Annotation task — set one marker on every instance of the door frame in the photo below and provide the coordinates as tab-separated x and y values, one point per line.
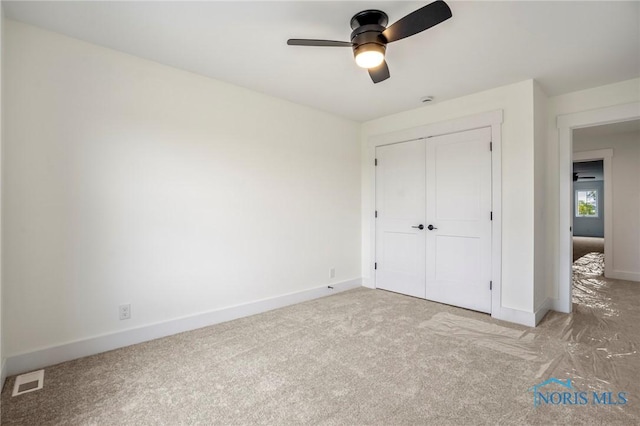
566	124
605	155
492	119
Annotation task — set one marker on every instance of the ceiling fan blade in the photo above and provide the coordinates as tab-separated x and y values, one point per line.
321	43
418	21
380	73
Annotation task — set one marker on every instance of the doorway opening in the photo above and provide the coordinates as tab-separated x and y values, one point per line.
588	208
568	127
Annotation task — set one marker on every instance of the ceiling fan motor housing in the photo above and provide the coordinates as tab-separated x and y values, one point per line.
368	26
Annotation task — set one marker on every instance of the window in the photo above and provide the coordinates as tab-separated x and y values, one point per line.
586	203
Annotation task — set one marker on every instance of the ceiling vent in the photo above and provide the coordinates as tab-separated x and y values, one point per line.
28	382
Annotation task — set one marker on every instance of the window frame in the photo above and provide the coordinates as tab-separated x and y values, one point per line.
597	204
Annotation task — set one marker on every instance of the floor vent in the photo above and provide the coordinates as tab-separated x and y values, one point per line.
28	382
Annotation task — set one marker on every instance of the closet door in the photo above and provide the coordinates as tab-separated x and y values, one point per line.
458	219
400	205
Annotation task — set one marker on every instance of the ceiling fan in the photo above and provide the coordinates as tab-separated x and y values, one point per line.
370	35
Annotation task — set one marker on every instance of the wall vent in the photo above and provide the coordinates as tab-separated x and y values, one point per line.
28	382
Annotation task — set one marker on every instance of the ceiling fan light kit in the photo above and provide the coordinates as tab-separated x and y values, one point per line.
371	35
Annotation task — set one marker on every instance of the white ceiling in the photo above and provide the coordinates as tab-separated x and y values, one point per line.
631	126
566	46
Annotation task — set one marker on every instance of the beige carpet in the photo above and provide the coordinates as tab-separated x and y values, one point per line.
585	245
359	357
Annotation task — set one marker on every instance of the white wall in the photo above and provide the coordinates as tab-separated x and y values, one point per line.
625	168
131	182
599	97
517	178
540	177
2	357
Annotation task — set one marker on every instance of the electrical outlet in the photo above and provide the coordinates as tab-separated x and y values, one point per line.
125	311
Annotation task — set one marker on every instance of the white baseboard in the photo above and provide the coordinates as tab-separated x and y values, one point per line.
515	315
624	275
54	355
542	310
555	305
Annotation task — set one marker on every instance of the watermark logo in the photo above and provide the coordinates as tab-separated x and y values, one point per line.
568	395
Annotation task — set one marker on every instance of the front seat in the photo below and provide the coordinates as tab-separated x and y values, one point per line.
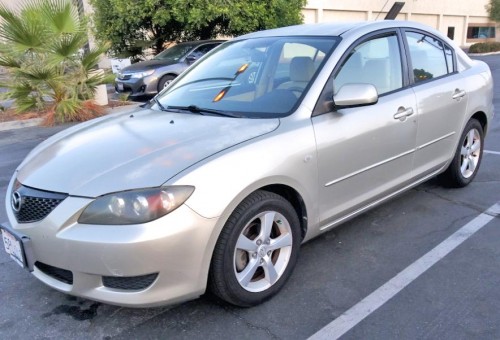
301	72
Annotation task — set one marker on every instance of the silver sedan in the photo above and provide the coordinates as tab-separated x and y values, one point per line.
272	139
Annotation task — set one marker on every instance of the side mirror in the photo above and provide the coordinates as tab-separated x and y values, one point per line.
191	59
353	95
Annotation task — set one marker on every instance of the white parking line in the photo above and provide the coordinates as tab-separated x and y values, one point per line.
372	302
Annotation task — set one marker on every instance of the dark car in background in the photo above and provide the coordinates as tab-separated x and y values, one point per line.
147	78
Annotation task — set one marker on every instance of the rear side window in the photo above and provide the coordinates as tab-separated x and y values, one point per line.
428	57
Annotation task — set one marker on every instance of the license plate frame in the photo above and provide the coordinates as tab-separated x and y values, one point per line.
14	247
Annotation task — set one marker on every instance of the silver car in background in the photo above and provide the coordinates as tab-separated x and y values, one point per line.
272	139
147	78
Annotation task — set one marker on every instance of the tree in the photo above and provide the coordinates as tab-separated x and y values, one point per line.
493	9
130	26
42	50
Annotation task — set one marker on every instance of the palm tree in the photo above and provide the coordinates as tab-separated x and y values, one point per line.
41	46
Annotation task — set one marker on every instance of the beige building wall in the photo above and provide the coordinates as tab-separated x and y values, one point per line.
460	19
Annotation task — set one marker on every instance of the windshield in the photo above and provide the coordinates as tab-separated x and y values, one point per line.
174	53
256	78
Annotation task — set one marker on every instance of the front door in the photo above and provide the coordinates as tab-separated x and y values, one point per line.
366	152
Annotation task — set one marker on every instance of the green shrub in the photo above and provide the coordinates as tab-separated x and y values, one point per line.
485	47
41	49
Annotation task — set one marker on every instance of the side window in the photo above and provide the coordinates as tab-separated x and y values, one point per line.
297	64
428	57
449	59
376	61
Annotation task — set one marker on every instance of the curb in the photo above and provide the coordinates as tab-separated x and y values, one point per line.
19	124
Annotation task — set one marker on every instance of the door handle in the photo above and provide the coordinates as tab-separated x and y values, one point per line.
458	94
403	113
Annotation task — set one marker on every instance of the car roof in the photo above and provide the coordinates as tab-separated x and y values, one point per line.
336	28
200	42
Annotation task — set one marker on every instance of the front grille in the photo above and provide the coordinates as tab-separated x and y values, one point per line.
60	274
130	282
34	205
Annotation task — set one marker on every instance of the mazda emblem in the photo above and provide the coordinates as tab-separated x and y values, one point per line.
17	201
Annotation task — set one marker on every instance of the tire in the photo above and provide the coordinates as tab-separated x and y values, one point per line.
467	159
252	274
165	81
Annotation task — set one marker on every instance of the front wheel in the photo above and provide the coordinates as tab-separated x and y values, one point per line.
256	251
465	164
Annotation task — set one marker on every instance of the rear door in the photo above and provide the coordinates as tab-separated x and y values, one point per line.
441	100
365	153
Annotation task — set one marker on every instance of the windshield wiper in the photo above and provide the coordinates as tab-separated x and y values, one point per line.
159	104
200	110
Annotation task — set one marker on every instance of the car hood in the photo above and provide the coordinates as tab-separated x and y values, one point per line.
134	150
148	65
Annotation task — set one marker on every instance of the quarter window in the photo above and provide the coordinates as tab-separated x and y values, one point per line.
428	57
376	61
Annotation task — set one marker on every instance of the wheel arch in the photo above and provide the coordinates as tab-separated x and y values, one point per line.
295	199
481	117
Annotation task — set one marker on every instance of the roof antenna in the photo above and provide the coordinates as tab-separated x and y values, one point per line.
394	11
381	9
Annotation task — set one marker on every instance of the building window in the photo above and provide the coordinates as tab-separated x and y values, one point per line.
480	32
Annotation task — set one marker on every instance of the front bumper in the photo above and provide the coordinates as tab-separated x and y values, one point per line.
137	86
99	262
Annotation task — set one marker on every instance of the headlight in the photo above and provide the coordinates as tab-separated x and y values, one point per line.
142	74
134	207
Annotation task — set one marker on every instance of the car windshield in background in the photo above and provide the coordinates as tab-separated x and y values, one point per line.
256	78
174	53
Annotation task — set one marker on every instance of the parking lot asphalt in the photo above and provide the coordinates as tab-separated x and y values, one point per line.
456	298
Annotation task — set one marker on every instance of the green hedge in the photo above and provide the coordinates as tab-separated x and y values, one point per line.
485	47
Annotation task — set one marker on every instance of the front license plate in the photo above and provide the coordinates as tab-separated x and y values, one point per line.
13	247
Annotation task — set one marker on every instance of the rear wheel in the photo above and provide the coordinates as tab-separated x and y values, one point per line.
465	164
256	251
**********
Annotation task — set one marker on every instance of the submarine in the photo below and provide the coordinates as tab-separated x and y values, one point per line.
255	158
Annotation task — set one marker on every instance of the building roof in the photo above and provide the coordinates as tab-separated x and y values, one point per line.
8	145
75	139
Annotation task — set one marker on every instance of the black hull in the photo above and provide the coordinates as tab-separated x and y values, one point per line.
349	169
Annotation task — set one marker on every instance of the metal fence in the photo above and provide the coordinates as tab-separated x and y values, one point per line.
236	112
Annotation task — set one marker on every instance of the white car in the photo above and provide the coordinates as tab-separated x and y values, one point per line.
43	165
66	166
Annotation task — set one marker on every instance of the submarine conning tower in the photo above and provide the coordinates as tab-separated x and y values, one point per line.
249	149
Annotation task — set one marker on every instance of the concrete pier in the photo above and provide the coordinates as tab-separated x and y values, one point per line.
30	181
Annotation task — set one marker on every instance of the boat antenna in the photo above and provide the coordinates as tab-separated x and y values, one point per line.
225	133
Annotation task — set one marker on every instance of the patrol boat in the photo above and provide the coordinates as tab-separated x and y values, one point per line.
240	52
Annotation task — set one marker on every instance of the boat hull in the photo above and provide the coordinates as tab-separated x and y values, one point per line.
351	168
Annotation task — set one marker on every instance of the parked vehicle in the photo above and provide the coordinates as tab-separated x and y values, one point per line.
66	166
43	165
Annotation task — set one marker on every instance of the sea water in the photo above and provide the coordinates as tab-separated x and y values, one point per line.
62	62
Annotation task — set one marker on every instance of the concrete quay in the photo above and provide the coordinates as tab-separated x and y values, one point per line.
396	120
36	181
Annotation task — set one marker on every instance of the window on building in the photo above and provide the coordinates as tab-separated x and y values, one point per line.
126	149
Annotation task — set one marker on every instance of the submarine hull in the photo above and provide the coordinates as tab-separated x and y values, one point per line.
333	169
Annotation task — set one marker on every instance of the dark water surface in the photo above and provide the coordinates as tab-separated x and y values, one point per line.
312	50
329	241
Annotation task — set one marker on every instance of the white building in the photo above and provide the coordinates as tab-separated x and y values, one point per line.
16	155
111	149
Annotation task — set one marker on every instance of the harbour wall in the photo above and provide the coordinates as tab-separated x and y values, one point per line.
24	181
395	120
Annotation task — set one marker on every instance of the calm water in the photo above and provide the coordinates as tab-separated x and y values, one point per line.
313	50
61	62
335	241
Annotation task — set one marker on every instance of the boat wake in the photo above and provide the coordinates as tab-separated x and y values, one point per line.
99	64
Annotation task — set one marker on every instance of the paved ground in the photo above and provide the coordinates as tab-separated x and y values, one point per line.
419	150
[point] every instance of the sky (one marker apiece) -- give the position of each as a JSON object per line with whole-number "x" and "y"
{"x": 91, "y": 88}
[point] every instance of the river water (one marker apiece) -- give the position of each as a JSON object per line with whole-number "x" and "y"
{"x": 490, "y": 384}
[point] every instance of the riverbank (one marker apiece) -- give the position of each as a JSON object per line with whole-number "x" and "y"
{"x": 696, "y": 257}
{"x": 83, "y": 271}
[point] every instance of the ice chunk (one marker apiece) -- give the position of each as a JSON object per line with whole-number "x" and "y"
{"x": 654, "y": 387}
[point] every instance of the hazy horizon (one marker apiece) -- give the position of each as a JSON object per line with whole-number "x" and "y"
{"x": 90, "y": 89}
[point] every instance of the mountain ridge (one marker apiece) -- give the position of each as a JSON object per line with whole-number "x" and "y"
**********
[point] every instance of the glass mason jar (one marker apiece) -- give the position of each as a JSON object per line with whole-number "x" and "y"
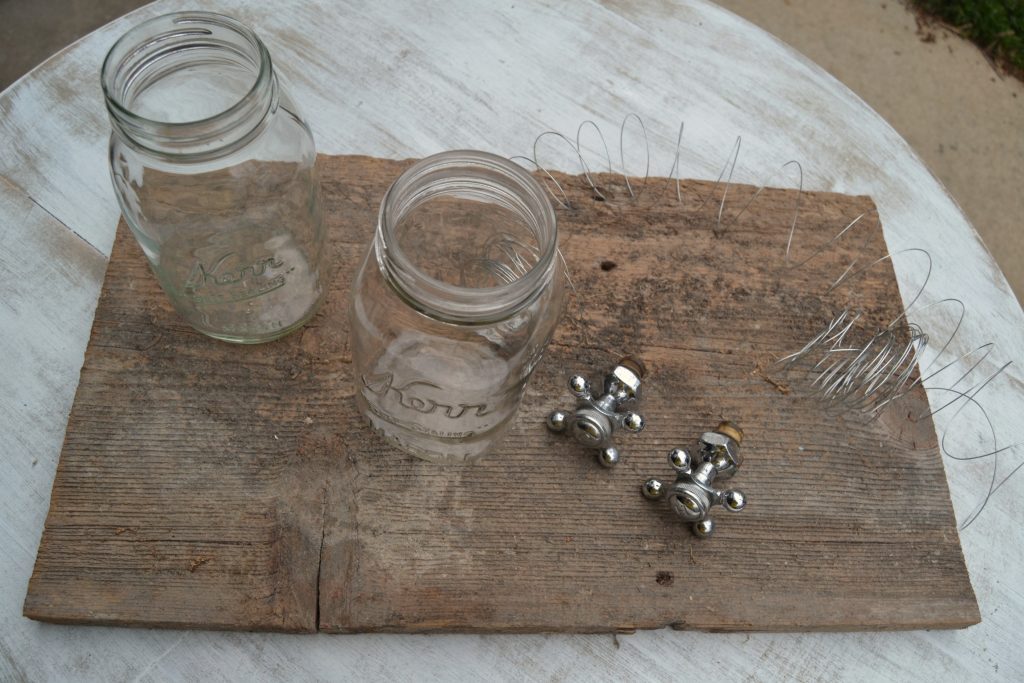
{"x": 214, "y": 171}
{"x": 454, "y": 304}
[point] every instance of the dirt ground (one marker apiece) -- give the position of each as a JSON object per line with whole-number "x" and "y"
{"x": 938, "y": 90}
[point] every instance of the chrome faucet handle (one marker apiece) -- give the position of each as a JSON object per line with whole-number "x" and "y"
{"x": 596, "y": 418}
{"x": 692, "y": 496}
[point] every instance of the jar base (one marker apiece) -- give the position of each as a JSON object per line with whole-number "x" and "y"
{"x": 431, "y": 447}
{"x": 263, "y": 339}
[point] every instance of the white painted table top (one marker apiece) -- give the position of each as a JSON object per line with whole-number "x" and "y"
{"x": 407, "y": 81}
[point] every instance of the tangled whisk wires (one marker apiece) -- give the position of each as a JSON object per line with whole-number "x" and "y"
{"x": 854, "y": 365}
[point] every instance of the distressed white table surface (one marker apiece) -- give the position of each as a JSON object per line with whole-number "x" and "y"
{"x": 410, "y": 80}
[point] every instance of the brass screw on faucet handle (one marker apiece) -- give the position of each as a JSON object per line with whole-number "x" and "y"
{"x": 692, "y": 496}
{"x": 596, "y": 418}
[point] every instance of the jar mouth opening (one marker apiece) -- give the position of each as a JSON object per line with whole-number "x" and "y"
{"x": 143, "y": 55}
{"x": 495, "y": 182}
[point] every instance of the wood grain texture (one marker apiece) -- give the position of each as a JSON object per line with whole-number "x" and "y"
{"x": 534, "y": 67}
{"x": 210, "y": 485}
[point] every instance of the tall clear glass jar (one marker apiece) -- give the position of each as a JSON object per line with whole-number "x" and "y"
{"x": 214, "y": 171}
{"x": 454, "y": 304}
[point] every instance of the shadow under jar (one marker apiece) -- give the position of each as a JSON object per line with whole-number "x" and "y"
**********
- [YOUR TASK] Rewrite every line from the line with "[point] every instance of the distressed" to the line with "[point] every instance of the shadow", both included, keeping the requests, and scale each coordinate in the answers by 2.15, rounding to whole numbers with halves going up.

- [RESPONSE BELOW]
[point] every instance of the distressed white table surface (one marker apiece) -- give the position of each as a JSON object per line with whole-number "x" and "y"
{"x": 882, "y": 172}
[point] every instance of the brass screw on faucet handle (one marker apiece) -- give the position of each as a JSON object per line with whole-number "x" and "y"
{"x": 1488, "y": 1066}
{"x": 1281, "y": 899}
[point] every instance of the jar mouth opening (one marker apiece) -- give the position of each as a JSON object per line with whole-number "x" and "y"
{"x": 307, "y": 118}
{"x": 1064, "y": 391}
[point] every instance of the wood grain texture (one marker apiece) -- give the position of each as a JSON object per line with whole-number "x" and "y"
{"x": 1148, "y": 144}
{"x": 452, "y": 1043}
[point] every instance of the tall clear glass jar (one marker apiece) -- give the position of each as a JSON object per line with whole-number "x" and "y"
{"x": 460, "y": 368}
{"x": 976, "y": 654}
[point] every instance of the shadow under jar (one marker apiece) -- give the position of each as a JSON object per line with whole-number "x" and "y"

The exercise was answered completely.